_How to complete this task_: List every date and every length of time stated in the passage on sentencing below.

It was urged on behalf of the Crown that the appellant was a man who had the benefit of two societies, that of the relevant Aboriginal community and that of the wider Australian community. He should not, it was said, be able to opt out of one. But it was not suggested on behalf of the appellant that he be released from the constraints of the wider society, only that the constraints of his own society be taken into account.

We were referred to the decision of this Court in Mamarika v. R., delivered 4 June 1982. There the Court was concerned with an appeal, in a case of manslaughter, against a sentence of imprisonment for a term of seven years and six calendar months with a non-parole period of two years. The Court had regard to the fact that, following the killing by the appellant of his brother, a number of men in the community at Umbakumba where the killing occurred inflicted serious injuries upon the appellant. Although those injuries were described by counsel as a form of tribal punishment and the term "payback" was used in connection with what had happened, the Court was not persuaded, on the evidence, that the actions taken against the appellant reflected the customary law of the community. But the Court did have regard to the fact that, by reason of his actions, the appellant brought upon himself the anger of members of the community and that as a result he received severe injuries. In the words of the Court, "So seen, it is a matter properly to be taken into account in determining an appropriate sentence, without giving any sanction to what occurred". The same may be said of such punishment as the appellant in the present appeal has undergone.

_Exercise data_:

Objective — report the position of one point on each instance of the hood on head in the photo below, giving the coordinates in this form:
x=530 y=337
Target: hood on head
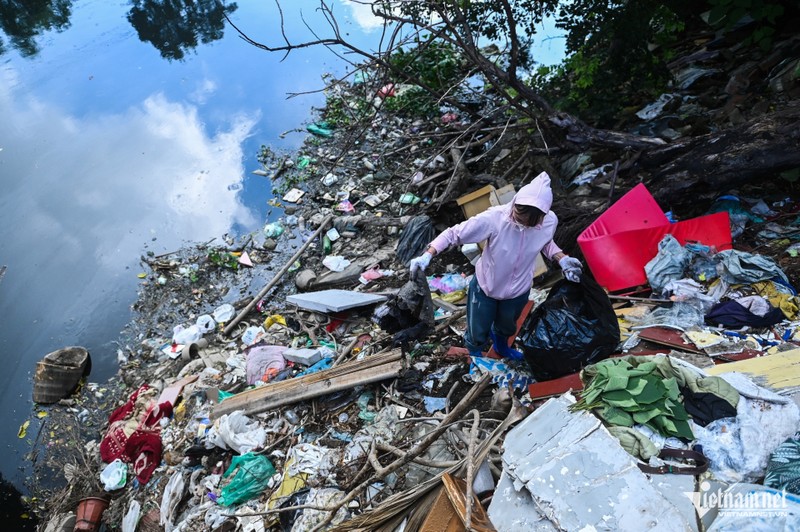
x=537 y=193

_Output for this task_:
- 4 June 1982
- seven years and six calendar months
- two years